Items from a dataset:
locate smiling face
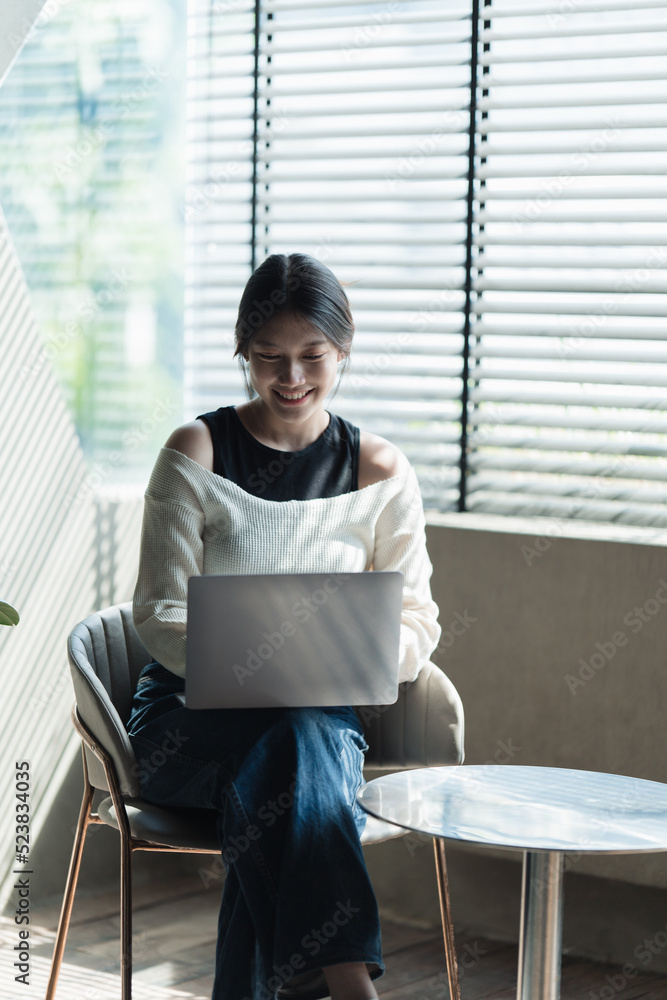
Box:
[245,313,345,423]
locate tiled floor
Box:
[0,877,667,1000]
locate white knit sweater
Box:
[134,448,440,681]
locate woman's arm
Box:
[133,420,213,677]
[359,435,441,681]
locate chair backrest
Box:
[67,601,153,797]
[67,602,463,797]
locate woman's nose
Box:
[280,358,306,386]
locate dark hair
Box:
[234,253,354,394]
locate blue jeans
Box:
[127,663,384,1000]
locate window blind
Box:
[186,0,667,525]
[466,0,667,525]
[186,0,472,507]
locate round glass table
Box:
[357,764,667,1000]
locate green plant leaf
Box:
[0,601,19,625]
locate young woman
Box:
[128,254,440,1000]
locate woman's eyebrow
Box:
[255,338,326,347]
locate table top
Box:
[357,764,667,854]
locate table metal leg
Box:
[516,851,563,1000]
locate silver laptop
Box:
[185,571,403,708]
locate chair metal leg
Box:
[120,831,132,1000]
[433,837,461,1000]
[45,756,94,1000]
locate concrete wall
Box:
[367,515,667,972]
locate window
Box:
[0,0,185,484]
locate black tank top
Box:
[197,406,359,500]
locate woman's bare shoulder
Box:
[164,420,213,472]
[359,431,410,490]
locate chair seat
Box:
[97,796,407,851]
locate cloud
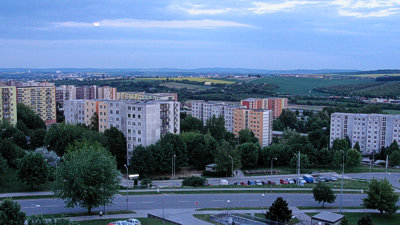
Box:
[330,0,400,18]
[248,0,320,14]
[53,19,253,29]
[169,4,232,16]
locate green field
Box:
[136,77,235,84]
[306,213,400,225]
[251,76,375,95]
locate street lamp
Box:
[124,164,129,211]
[340,150,344,213]
[228,155,235,177]
[271,158,278,192]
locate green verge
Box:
[79,218,173,225]
[306,213,400,225]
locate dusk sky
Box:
[0,0,400,70]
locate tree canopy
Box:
[53,142,120,213]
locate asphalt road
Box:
[18,193,376,215]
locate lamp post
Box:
[124,164,129,211]
[340,150,344,213]
[271,158,278,192]
[228,155,235,177]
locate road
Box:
[17,193,378,215]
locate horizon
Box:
[0,0,400,70]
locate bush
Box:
[182,176,206,187]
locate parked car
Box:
[285,178,294,184]
[219,179,229,185]
[255,180,263,185]
[128,219,142,225]
[303,174,314,183]
[293,177,307,184]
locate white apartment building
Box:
[192,101,244,132]
[330,113,400,154]
[64,100,180,162]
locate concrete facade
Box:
[330,113,400,154]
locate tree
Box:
[214,141,241,176]
[237,142,259,168]
[53,142,120,213]
[17,152,49,189]
[357,214,374,225]
[181,115,203,132]
[0,199,25,225]
[89,112,99,131]
[389,151,400,166]
[313,183,336,208]
[346,148,362,167]
[353,141,361,152]
[339,216,350,225]
[130,145,156,177]
[265,197,292,223]
[104,127,127,169]
[204,116,226,141]
[0,139,25,168]
[30,129,47,149]
[154,133,188,172]
[363,179,399,214]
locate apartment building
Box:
[240,98,288,118]
[191,101,243,132]
[330,113,400,154]
[0,86,17,125]
[233,109,273,147]
[17,85,57,125]
[64,100,180,162]
[116,92,178,101]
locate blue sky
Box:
[0,0,400,70]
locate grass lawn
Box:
[306,213,400,225]
[251,76,375,95]
[0,168,51,193]
[79,218,173,225]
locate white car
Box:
[128,219,142,225]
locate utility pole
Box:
[385,155,389,180]
[340,150,344,213]
[124,164,129,211]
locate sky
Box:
[0,0,400,70]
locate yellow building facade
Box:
[0,86,17,125]
[17,86,57,124]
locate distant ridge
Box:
[0,67,360,75]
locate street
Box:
[17,193,372,215]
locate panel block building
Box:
[17,86,57,124]
[233,109,273,147]
[240,98,288,118]
[330,113,400,154]
[192,101,244,132]
[64,100,180,162]
[0,86,17,125]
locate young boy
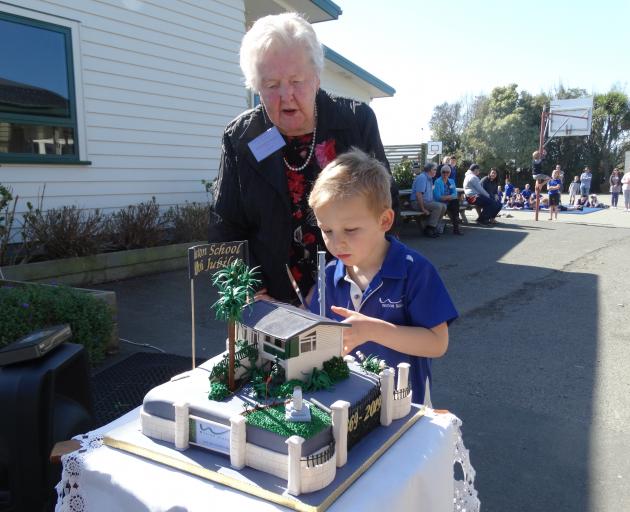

WHAT TO DO
Turn the lines above into a JSON list of strings, one string per line, with blank lines and the pictures left out.

TASK OUTPUT
[
  "locate smiling face",
  "Box:",
  "[245,313,345,423]",
  "locate tiled floor",
  "Box:",
  "[0,877,667,1000]",
  "locate white knit sweater",
  "Box:",
  "[134,448,440,681]",
  "locate woman's arm",
  "Box:",
  "[133,420,213,677]",
  "[359,435,441,681]",
  "locate chair backrest",
  "Box:",
  "[67,601,153,797]",
  "[67,602,463,797]",
  "locate woman's nose",
  "Box:",
  "[280,358,306,386]",
  "locate dark hair",
  "Box:",
  "[234,253,354,394]",
  "locate blue jeans",
  "Box:",
  "[127,663,384,1000]",
  "locate window blind",
  "Box:",
  "[186,0,667,525]",
  "[466,0,667,525]",
  "[186,0,472,507]",
  "locate round glass table",
  "Box:",
  "[357,764,667,1000]",
  "locate green plant leaf",
  "Box:",
  "[0,601,19,625]",
  "locate young woman",
  "Box:",
  "[128,254,440,1000]",
  "locate woman's eyebrow",
  "Box:",
  "[255,338,326,347]",
  "locate table top",
  "Box:",
  "[357,764,667,854]",
  "locate table metal leg",
  "Box:",
  "[516,851,563,1000]",
  "locate silver laptop",
  "Box:",
  "[185,571,403,708]",
  "locate chair metal leg",
  "Box:",
  "[120,831,132,1000]",
  "[433,837,461,1000]",
  "[45,756,94,1000]",
  "locate concrete wall",
  "Box:",
  "[367,515,667,972]",
  "locate window",
  "Box:",
  "[0,0,185,484]",
  "locate black tank top",
  "Box:",
  "[197,406,359,500]",
  "locate woman's bare shoulder",
  "Box:",
  "[164,420,213,472]",
  "[359,431,410,490]",
  "locate chair seat",
  "Box:",
  "[97,796,407,851]",
  "locate cloud",
  "Box:",
  "[330,0,400,18]",
  "[248,0,320,14]",
  "[53,19,253,29]",
  "[169,4,232,16]",
  "locate green field",
  "Box:",
  "[136,77,235,84]",
  "[306,213,400,225]",
  "[251,76,375,95]",
  "locate street lamp",
  "Box:",
  "[124,164,129,211]",
  "[340,150,344,213]",
  "[228,155,235,177]",
  "[271,158,278,192]",
  "locate green verge",
  "Box:",
  "[79,218,173,225]",
  "[306,213,400,225]",
  "locate dusk sky",
  "Box:",
  "[0,0,400,70]",
  "locate tree canopy",
  "Box:",
  "[53,142,120,213]",
  "locate asphalt road",
  "Box:",
  "[18,193,376,215]",
  "locate lamp post",
  "Box:",
  "[124,164,129,211]",
  "[340,150,344,213]",
  "[271,158,278,192]",
  "[228,155,235,177]",
  "locate road",
  "Box:",
  "[17,193,378,215]",
  "locate horizon",
  "Box:",
  "[0,0,400,70]",
  "locate bush",
  "Box:",
  "[182,176,206,187]",
  "locate parked car",
  "Box:",
  "[285,178,294,184]",
  "[219,179,229,185]",
  "[255,180,263,185]",
  "[128,219,142,225]",
  "[303,174,314,183]",
  "[293,177,307,184]",
  "locate white apartment building",
  "Box:",
  "[192,101,244,132]",
  "[330,113,400,154]",
  "[64,100,180,162]",
  "locate concrete facade",
  "Box:",
  "[330,113,400,154]",
  "locate tree",
  "Box:",
  "[214,141,241,176]",
  "[237,142,259,168]",
  "[53,142,120,213]",
  "[17,152,49,189]",
  "[357,214,374,225]",
  "[181,115,203,132]",
  "[0,199,25,225]",
  "[89,112,99,131]",
  "[389,151,400,166]",
  "[313,183,336,208]",
  "[346,148,362,167]",
  "[353,141,361,152]",
  "[339,216,350,225]",
  "[130,145,156,177]",
  "[265,197,292,223]",
  "[104,127,127,169]",
  "[204,116,226,141]",
  "[0,139,25,168]",
  "[30,129,47,149]",
  "[154,133,188,172]",
  "[363,179,399,214]",
  "locate apartment building",
  "Box:",
  "[240,98,288,118]",
  "[191,101,243,132]",
  "[330,113,400,154]",
  "[0,86,17,125]",
  "[233,109,273,147]",
  "[17,85,57,125]",
  "[64,100,180,162]",
  "[116,92,178,101]",
  "locate blue sky",
  "Box:",
  "[0,0,400,70]",
  "locate grass lawn",
  "Box:",
  "[306,213,400,225]",
  "[251,76,375,95]",
  "[0,168,51,193]",
  "[79,218,173,225]",
  "locate white car",
  "Box:",
  "[128,219,142,225]",
  "locate utility pole",
  "Box:",
  "[385,155,389,180]",
  "[340,150,344,213]",
  "[124,164,129,211]",
  "locate sky",
  "Box:",
  "[0,0,400,70]",
  "locate yellow building facade",
  "Box:",
  "[0,86,17,125]",
  "[17,86,57,124]",
  "locate distant ridge",
  "Box:",
  "[0,67,360,75]",
  "locate street",
  "Box:",
  "[17,193,372,215]",
  "locate panel block building",
  "Box:",
  "[17,86,57,124]",
  "[233,109,273,147]",
  "[240,98,288,118]",
  "[330,113,400,154]",
  "[192,101,244,132]",
  "[64,100,180,162]",
  "[0,86,17,125]",
  "locate young boy"
]